* _EXERCISE SET_:
**1.** Answer these from the diode explanations, one line each:
(a) What does the color of an LED depend on?
(b) What other name is given for clamper circuits?
(c) Where does a parallel clipper place the diode?
**2.** Say whether each statement agrees with the diode explanations. Answer yes or no and quote the words that decide it.
(a) Clamper circuits change the shape of the waveform.
(b) Full-wave rectifiers conduct during both half-cycles of the input.
(c) Breakdown by the avalanche effect goes with a low V_Z.
**3.** Continue the diode explanations from the point where they end.

* _SUPPLIED TEXT_:
Correct Answer: (A) AC to DC

Explanation:
Full-wave rectifiers (center-tapped or bridge configuration) convert alternating current (AC) to pulsating direct current (DC) by conducting during both half-cycles of the input waveform. With filtering, this produces nearly constant DC output. They are more efficient than half-wave rectifiers.

Correct Answer: (C) Remove specific portions of the waveform

Explanation:
Clipper circuits use diodes to "clip" or remove portions of a waveform above or below certain voltage levels. They are used for waveform shaping, noise removal, and signal conditioning. Series clippers place the diode in series with the load, while parallel clippers place it across the load.

Correct Answer: (A) Change the DC level of a waveform

Explanation:
Clamper circuits (DC restorers) shift the entire waveform up or down without changing its shape. They typically consist of a diode, capacitor, and sometimes a DC bias source. Applications include radar systems, TV receivers, and signal processing where DC restoration is needed.

Correct Answer: (C) LED

Explanation:
Light Emitting Diodes (LEDs) emit photons when electrons recombine with holes in the forward-biased PN junction. The color depends on the semiconductor material's bandgap (e.g., GaAsP for red, GaN for blue). LEDs are highly efficient, durable, and used in displays, lighting, and indicators.

Correct Answer: (B) Reverse breakdown region

Explanation:
Zener diodes are designed to operate in the reverse breakdown region, where they maintain a nearly constant voltage (V_Z) across a wide range of reverse currents. This makes them ideal for voltage regulation applications. The breakdown can be either Zener effect (low V_Z) or avalanche effect (high V_Z).

* _SOURCE MATERIAL_:
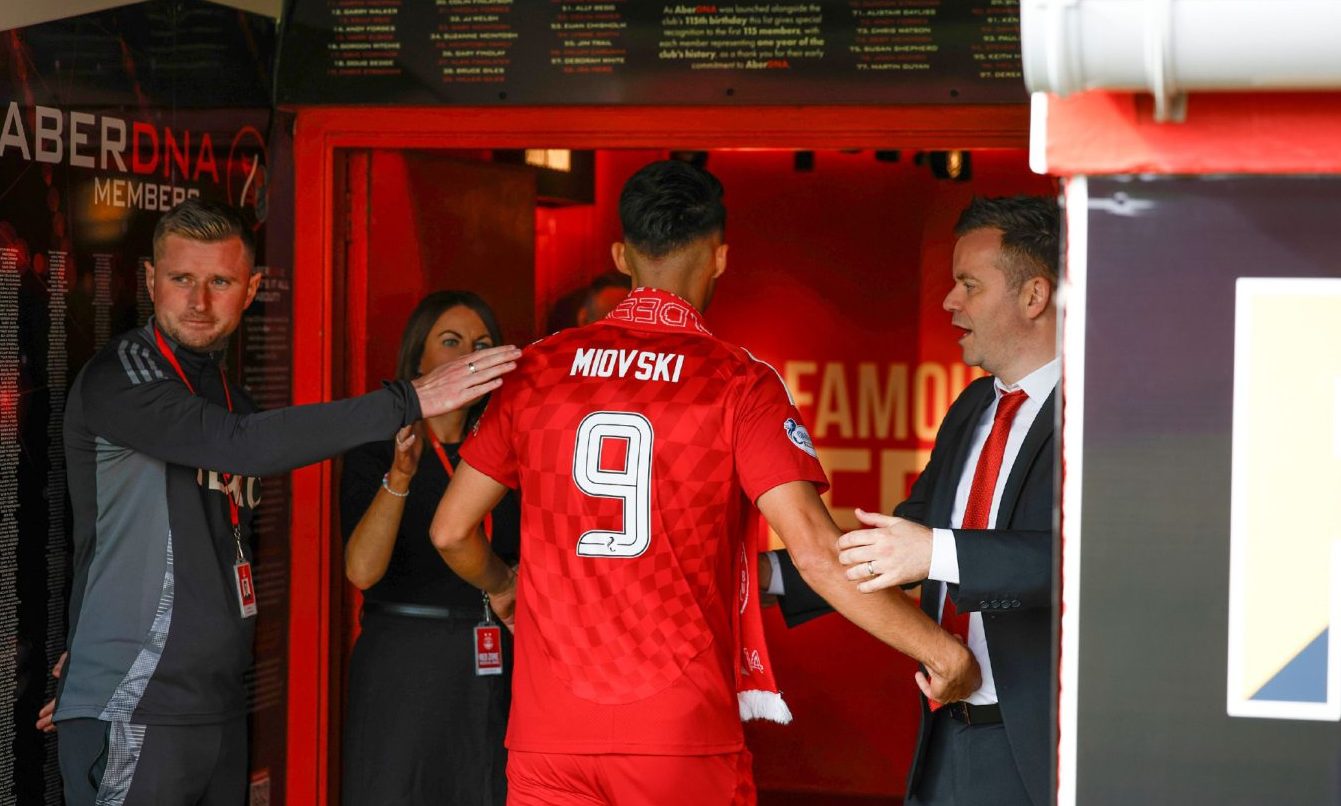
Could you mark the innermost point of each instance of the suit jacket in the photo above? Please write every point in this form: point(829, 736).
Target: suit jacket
point(1005, 573)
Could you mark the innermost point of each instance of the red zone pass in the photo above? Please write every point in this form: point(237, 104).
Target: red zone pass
point(638, 443)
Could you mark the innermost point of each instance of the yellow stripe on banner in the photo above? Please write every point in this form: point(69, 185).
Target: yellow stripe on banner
point(1293, 511)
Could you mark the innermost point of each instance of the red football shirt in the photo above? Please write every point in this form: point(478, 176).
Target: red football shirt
point(638, 444)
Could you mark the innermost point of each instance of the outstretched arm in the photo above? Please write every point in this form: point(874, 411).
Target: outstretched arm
point(457, 537)
point(801, 519)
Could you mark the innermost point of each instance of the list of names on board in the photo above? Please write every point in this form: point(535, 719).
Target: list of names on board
point(618, 51)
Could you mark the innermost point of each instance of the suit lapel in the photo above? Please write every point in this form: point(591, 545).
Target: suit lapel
point(943, 496)
point(947, 486)
point(1039, 435)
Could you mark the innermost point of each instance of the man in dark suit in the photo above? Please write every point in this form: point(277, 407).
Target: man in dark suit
point(978, 527)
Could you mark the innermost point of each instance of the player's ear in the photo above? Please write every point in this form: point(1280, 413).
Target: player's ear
point(252, 286)
point(617, 254)
point(719, 258)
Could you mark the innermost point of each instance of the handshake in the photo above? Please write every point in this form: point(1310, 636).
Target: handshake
point(893, 553)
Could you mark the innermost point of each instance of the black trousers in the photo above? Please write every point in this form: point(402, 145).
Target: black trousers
point(421, 727)
point(133, 765)
point(967, 766)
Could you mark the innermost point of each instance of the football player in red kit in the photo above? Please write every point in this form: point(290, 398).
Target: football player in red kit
point(640, 444)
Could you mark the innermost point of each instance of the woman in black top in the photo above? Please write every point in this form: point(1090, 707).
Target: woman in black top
point(421, 726)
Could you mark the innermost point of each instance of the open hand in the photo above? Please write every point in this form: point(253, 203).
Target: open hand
point(464, 380)
point(955, 681)
point(895, 551)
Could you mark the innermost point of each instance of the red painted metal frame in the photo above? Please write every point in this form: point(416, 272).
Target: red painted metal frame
point(322, 132)
point(1249, 133)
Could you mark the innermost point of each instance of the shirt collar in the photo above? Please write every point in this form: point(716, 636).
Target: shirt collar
point(189, 358)
point(655, 309)
point(1037, 384)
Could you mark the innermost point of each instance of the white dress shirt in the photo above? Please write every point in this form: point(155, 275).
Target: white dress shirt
point(944, 559)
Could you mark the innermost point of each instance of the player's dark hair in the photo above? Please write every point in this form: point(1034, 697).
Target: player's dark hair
point(668, 205)
point(1030, 234)
point(205, 221)
point(420, 323)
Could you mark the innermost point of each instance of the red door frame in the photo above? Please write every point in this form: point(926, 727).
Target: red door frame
point(322, 130)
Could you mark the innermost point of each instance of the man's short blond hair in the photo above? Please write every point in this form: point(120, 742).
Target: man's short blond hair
point(205, 221)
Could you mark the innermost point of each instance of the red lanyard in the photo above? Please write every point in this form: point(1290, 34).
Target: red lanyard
point(224, 478)
point(447, 466)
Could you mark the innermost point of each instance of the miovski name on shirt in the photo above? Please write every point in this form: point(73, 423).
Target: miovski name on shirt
point(606, 364)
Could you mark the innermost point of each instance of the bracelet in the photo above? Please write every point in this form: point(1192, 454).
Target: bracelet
point(388, 487)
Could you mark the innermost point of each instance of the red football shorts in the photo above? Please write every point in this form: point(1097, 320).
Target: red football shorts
point(616, 779)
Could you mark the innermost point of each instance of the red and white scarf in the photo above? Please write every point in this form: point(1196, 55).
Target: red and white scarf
point(756, 691)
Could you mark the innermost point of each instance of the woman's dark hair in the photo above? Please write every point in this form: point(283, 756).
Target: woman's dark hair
point(421, 322)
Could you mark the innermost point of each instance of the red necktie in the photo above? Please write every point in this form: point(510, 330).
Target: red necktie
point(980, 494)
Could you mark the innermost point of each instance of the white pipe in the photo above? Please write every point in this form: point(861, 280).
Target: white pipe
point(1172, 46)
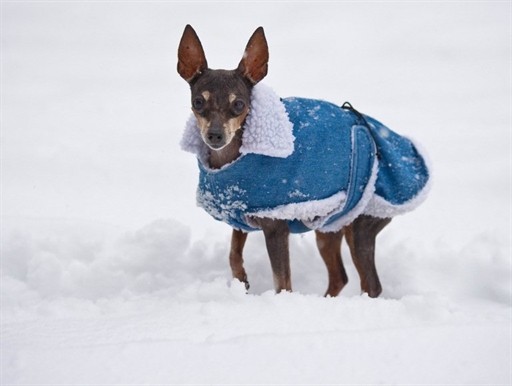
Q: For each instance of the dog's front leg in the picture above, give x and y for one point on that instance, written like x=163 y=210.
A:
x=236 y=260
x=276 y=237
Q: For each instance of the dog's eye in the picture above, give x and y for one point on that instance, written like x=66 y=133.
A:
x=238 y=106
x=198 y=103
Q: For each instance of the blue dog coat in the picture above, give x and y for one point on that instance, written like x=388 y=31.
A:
x=312 y=163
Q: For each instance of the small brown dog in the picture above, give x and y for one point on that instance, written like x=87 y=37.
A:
x=222 y=103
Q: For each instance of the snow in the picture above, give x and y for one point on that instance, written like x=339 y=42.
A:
x=110 y=273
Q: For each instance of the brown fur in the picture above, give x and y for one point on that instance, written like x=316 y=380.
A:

* _ANSWERS TO THE PROBLEMS_:
**1.**
(a) The semiconductor material's bandgap.
(b) DC restorers.
(c) Across the load.

**2.**
(a) No: "shift the entire waveform up or down without changing its shape"
(b) Yes: "by conducting during both half-cycles of the input waveform"
(c) No: "avalanche effect (high V_Z)"

**3.**
Correct Answer: (C) A low forward voltage drop

Explanation:
Schottky diodes (metal-semiconductor junction) have lower forward voltage drop (~0.15-0.45V) than PN junction diodes (~0.7V for Si). They also have faster switching speeds due to majority carrier operation (no minority carrier storage). Used in high-frequency applications, power supplies, and clamping circuits.

Correct Answer: (B) Photodiode

Explanation:
Photodiodes generate current when exposed to light due to the photoelectric effect. They operate in reverse bias (photoconductive mode) or zero bias (photovoltaic mode). Applications include light sensors, optical communications, and solar cells. Responsivity (A/W) measures their sensitivity to different wavelengths.

Correct Answer: (C) Variable capacitance tuning

Explanation:
Varactor diodes (varicaps) act as voltage-controlled capacitors. Their junction capacitance varies with reverse bias voltage (C ∝ 1/√V_R). Used in tuning circuits for radios, TV receivers, frequency multipliers, and voltage-controlled oscillators (VCOs). Quality factor (Q) and tuning ratio are key parameters.

Correct Answer: (A) High-frequency applications

Explanation:
Tunnel diodes (Esaki diodes) exploit quantum tunneling in heavily doped junctions. They show negative resistance in part of their operating range, enabling high-frequency (microwave) oscillators, amplifiers, and fast switching circuits (nanosecond range). Operate at very low voltages (~0.1V).

Correct Answer: (D) Both (A) and (C)

Explanation:
PN junctions exhibit two main breakdown mechanisms:
1. Zener breakdown: Dominates in heavily doped junctions (<5V), where strong electric fields cause direct electron tunneling.
2. Avalanche breakdown: Dominates in lightly doped junctions (>7V), where accelerated carriers create electron-hole pairs through impact ionization.
Between 5-7V, both mechanisms contribute.

Correct Answer: (B) Heavily doped junctions

Explanation:
Zener breakdown occurs in heavily doped junctions because:
1. Narrow depletion regions create very strong electric fields at low reverse voltages
2. The small depletion width allows quantum tunneling of electrons from valence to conduction band
This mechanism dominates at breakdown voltages below about 5V.

Correct Answer: (A) Lightly doped junctions with high voltage

Explanation:
Avalanche breakdown occurs in lightly doped junctions because:
1. Wider depletion regions require higher voltages to achieve breakdown
2. Carriers gain enough energy to create electron-hole pairs through impact ionization
3. This multiplicative process creates an "avalanche" of carriers
Dominates at breakdown voltages above about 7V.